• _Фрагмент для чтения_:
-.-.-

Нет, это вовсе не было сказано зло. Людмила Федоровна сразу же предложила мне свою помощь, хотя могла бы и отказать — с чего бы это ей отдавать свою нишу? Ведь ее-то тексты точно вышли бы лучше, чем мои корявые попытки. Но она радовалась, что нашелся единомышленник. По крайней мере я это чувствовала.
«Людмила Федоровна никогда не жадничала своих советов и была заинтересована в том, чтобы журналисты у нее учились»
Приносила мне свои книги о режиссуре, о театре, к которым я до сих пор иногда обращаюсь. Спасибо за это, Людмила Федоровна.
Я пробовала в течение нескольких лет, когда уже после университета работала вместе с ней в газете, писать так же хлестко, остроумно, забористо о спектаклях, кино, концертах народных и других коллективах, как она. Написав, ждала ее оценки, считала ее наставником. Получив свежий номер газеты, в первую очередь открывала последние полосы — почему-то им всегда отведено место культуры — и читала ее тексты. Это было удовольствие, ведь о любом событии она могла написать интересно. Молодой журналист встал бы в тупик, если бы ему поручили написать отчет с какого-нибудь, на его взгляд, скучного и однообразного до зевоты концерта народного коллектива. Но Людмила Федоровна — никогда. Ее репортаж был бы полон красок, не замеченных другими деталей. Ей хватало пары слов, чтобы погрузить читателя в атмосферу, чтобы емко выразить оригинальную мысль. При этом она никогда не писала в категориях «хорошо» или «плохо»: даже если она кого-то ругала, то, во-первых, объясняла, за что, а, во-вторых, всегда находила, за что можно и похвалить. Ее рецензии отнюдь не были комплиментарными для всех тех коллективов или личностей, о творчестве которых она рассказывала читателям.
«На основе своих знаний и опыта она обладала правом оценивать профессионально, в ее текстах не было вкусовщины»
Поэтому это право, я думаю, за ней признавали в том числе и люди творчества, которые обычно остро реагируют на критику. Но на Людмилу Федоровну не обижались — с ее мнением считались. Она была своей в этой стихии.
Людмилу Федоровну всегда можно было встретить на премьере постановок в наших театрах, на важных концертах или выставках, на встречах с писателями. С диктофоном, блокнотом, фотоаппаратом. Я помню, что, несмотря ни на какие неурядицы, она всегда улыбалась и незло подшучивала надо мной и не только надо мной. Она обладала огромным запасом различных театральных (и не только) баек, анекдотов, различных народных мудростей и колкостей, которыми она щедро сыпала и в разговорах, и в своих текстах. Я не знаю другого человека, который бы так же хорошо понимал народную культуру и ее северные особенности, а также мог бы увлекательно рассказать об этом. Она любила стихи и песни, все держала в памяти, при случае легко выуживая подходящие к моменту строки. Мне запомнилось, как она пела «Корреспондентскую застольную» на одном из праздников в редакции — она любила свою профессию. Она болела, но никогда не жаловалась на это.

-.-.-

• _Исходные данные_:
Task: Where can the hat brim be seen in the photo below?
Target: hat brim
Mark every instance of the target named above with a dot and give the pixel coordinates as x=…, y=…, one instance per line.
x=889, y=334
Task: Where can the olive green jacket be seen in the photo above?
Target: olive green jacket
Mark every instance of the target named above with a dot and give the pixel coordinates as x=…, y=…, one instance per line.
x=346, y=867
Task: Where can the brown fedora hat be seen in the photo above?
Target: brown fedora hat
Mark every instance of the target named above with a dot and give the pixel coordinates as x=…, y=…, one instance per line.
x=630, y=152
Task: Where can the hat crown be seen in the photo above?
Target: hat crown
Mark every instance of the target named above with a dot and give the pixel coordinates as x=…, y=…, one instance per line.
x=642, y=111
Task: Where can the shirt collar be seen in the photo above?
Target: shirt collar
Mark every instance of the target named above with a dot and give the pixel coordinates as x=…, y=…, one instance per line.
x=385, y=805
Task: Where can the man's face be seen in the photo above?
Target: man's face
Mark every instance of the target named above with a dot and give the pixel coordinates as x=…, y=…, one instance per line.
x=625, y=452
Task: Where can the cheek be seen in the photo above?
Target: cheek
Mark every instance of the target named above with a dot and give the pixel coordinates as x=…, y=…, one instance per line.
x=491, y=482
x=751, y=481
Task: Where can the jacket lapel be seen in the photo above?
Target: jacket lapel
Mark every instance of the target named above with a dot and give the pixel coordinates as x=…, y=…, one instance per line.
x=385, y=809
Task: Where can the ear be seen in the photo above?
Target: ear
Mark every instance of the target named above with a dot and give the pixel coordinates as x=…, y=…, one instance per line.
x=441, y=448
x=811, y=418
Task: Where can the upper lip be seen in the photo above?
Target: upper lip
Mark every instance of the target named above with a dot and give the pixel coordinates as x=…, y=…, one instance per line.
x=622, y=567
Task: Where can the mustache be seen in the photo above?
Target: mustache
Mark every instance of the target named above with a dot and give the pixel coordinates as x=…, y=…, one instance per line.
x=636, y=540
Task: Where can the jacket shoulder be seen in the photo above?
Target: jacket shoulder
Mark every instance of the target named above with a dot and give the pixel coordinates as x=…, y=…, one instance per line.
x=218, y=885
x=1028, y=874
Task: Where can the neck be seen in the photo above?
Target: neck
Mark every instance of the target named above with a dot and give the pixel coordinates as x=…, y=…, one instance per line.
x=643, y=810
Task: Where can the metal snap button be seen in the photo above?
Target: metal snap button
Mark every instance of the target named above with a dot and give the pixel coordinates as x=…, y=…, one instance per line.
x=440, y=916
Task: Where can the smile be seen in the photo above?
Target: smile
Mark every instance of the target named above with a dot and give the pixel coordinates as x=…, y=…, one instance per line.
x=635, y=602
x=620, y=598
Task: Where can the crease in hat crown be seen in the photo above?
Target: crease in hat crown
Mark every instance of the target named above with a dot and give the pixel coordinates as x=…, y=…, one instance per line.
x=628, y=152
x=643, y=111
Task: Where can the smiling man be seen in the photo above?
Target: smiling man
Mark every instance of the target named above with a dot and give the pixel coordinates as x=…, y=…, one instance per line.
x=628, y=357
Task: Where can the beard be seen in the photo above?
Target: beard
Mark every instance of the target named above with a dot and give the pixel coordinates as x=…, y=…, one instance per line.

-.-.-

• _Задания_:
a. Перепишите из фрагмента о Людмиле Федоровне всё, начиная с «Поэтому это право, я» и вплоть до «в этой стихии.».
b. С чем, согласно фрагменту о Людмиле Федоровне, ее можно было встретить на премьерах и концертах?

• _Ответы_:
a.
Поэтому это право, я думаю, за ней признавали в том числе и люди творчества, которые обычно остро реагируют на критику. Но на Людмилу Федоровну не обижались — с ее мнением считались. Она была своей в этой стихии.

b. С диктофоном, блокнотом и фотоаппаратом.